Vorliegender Beitrag -
──────────────────────────────
# Weitere Sockel 2011 Mainboards, jetzt auch erstes mit Platz für 4x SLI/CrossfireX



## Skysnake (30. Mai 2011)

*Weitere Sockel 2011 Mainboards, jetzt auch erstes mit Platz für 4x SLI/CrossfireX*

Nach dem ich in meiner letzten News von einem neuen Sockel 2011 Mainboard von Gigabyte berichtet habe, und auch hier auf PCGH einige Bilder von weiteren Mainboards auf Sockel 2011 Basis zu sehen waren, die allerdings "nur" die Möglichkeit geboten haben maximal 3 Grafikkarten zu verbauen, gibt es nun auch erste Bilder von Mainboards auf Sockel 2011 Basis, die genug Platz haben um maximal 4 Grafikkarten mit Dual-Slot Kühlern zu fassen.

Hierbei handelt es sich um das folgende Mainboards von Elitegroup




			Dieser Inhalt steht nur eingeloggten Mitgliedern zur Verfügung.
──────────────────────────────
Aufgabe 1 -
Welche Namen von Herstellern, Websites und Multi-GPU-Verfahren kommen im Beitrag über Sockel-2011-Mainboards vor?
──────────────────────────────
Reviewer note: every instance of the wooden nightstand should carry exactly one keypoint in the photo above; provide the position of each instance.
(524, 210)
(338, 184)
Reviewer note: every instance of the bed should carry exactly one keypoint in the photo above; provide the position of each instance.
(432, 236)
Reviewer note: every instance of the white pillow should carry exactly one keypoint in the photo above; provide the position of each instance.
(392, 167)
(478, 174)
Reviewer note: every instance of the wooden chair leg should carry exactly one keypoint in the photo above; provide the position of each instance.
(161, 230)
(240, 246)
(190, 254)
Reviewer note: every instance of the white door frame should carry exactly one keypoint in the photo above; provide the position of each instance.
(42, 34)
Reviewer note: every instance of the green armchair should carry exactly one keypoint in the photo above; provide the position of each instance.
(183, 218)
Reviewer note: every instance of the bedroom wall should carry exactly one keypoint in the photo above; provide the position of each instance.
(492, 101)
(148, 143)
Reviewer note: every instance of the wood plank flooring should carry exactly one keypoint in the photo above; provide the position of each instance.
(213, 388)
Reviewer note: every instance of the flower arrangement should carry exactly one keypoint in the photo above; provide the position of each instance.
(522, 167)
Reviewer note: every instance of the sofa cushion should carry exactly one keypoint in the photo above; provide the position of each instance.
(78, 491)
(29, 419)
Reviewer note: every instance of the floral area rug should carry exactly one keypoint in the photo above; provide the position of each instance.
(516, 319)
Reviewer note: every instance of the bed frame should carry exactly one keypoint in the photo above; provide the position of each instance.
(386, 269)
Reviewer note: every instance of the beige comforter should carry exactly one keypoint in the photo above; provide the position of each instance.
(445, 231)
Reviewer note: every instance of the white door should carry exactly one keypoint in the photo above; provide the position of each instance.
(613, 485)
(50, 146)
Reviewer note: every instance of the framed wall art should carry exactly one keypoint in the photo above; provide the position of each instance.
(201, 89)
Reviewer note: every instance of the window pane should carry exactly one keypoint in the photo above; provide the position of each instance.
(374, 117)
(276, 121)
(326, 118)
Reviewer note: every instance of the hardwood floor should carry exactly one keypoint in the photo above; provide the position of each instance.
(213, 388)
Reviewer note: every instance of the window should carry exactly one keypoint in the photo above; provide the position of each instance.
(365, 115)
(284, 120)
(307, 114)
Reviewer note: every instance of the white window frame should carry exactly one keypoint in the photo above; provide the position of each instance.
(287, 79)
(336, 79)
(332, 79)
──────────────────────────────
Aufgabe 2 -
Wie viele Zeilen der Datensätze enthalten die Zeichenfolge "wooden"? Achte auf Groß- und Kleinschreibung und gib nur die Zahl an.

Lösung 1 -
Gigabyte, Elitegroup, PCGH, SLI, CrossfireX

Lösung 2 -
2